Text extract:
_____
The transmission constraints are specified below:

$$\begin{array}{cc}\hfill \{-& {\overline{f}}_l\le f_{o,\omega ,l}\le {\overline{f}}_l:{\mu }_{o,\omega ,l}^{\overline{f}},{\mu }_{o,\omega ,l}^{\underset{¯}{f}}\forall l\hfill \end{array}$$

(18)

$$\begin{array}{cc}\hfill & f_{o,\omega ,l}=S_l\left({\delta }_{o,\omega ,l}^f-{\delta }_{o,\omega ,l}^t\right):{\mu }_{o,\omega ,l}^f\forall l\hfill \end{array}$$

(19)

$$\begin{array}{cc}\hfill -& \pi \le {\delta }_{o,\omega ,n}\le \pi :{\mu }_{o,\omega ,n}^{\overline{\delta }},{\mu }_{o,\omega ,n}^{\underline{\delta }}\forall n\hfill \end{array}$$

(20)

$$\begin{array}{cc}\hfill & {\delta }_{{}_{o,\omega ,1}}=0:{\mu }_{o,\omega ,1}^{{\delta }_{ref}}\}\forall o,\omega \hfill \end{array}$$

(21)

Equation (18) reads that any power flow $f_{o,\omega ,l}$ through line l cannot ever exceed its line capacity $\overline{f_l}$. Note again that every line l leads “from” a node “to” another node. The power flow is governed by the voltage angle between the sending and the receiving node, ${\delta }_{o,\omega ,l}^f$ and ${\delta }_{o,\omega ,l}^t$, respectively, as specified by (19). Parameter $S_l$ denotes the susceptance of line l. The maximum voltage angle at any node n is confined to $\pm \pi$ in (20). Ultimately, (21) sets the voltage angle at reference node $n=1$ to zero. Terms ${\mu }_{o,\omega ,l}^{\overline{f}},{\mu }_{o,\omega ,l}^{\underset{¯}{f}},{\mu }_{o,\omega ,l}^f,{\mu }_{o,\omega ,n}^{\overline{\delta }},{\mu }_{o,\omega ,n}^{\underline{\delta }}$, and ${\mu }_{o,\omega ,1}^{{\delta }_{ref}}$ denote the respective dual variables.
_____
Items from a dataset:
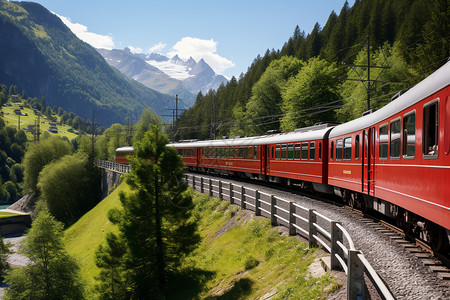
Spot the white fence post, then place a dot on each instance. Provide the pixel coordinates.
(242, 196)
(273, 218)
(355, 276)
(257, 203)
(210, 187)
(312, 229)
(231, 194)
(292, 230)
(336, 236)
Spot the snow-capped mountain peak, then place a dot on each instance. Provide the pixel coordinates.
(155, 69)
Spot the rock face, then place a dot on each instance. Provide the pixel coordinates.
(40, 55)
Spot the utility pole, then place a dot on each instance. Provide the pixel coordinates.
(368, 83)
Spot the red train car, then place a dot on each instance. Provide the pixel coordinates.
(122, 153)
(396, 160)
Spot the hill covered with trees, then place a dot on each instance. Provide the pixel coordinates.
(306, 81)
(39, 54)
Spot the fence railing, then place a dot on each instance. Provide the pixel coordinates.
(113, 166)
(317, 228)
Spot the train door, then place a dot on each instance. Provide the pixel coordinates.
_____
Stated problem: Extract from the transmission constraints text the span that starts at "Equation (18) reads" and ends after "respective dual variables.".

Exercise result:
Equation (18) reads that any power flow $f_{o,\omega ,l}$ through line l cannot ever exceed its line capacity $\overline{f_l}$. Note again that every line l leads “from” a node “to” another node. The power flow is governed by the voltage angle between the sending and the receiving node, ${\delta }_{o,\omega ,l}^f$ and ${\delta }_{o,\omega ,l}^t$, respectively, as specified by (19). Parameter $S_l$ denotes the susceptance of line l. The maximum voltage angle at any node n is confined to $\pm \pi$ in (20). Ultimately, (21) sets the voltage angle at reference node $n=1$ to zero. Terms ${\mu }_{o,\omega ,l}^{\overline{f}},{\mu }_{o,\omega ,l}^{\underset{¯}{f}},{\mu }_{o,\omega ,l}^f,{\mu }_{o,\omega ,n}^{\overline{\delta }},{\mu }_{o,\omega ,n}^{\underline{\delta }}$, and ${\mu }_{o,\omega ,1}^{{\delta }_{ref}}$ denote the respective dual variables.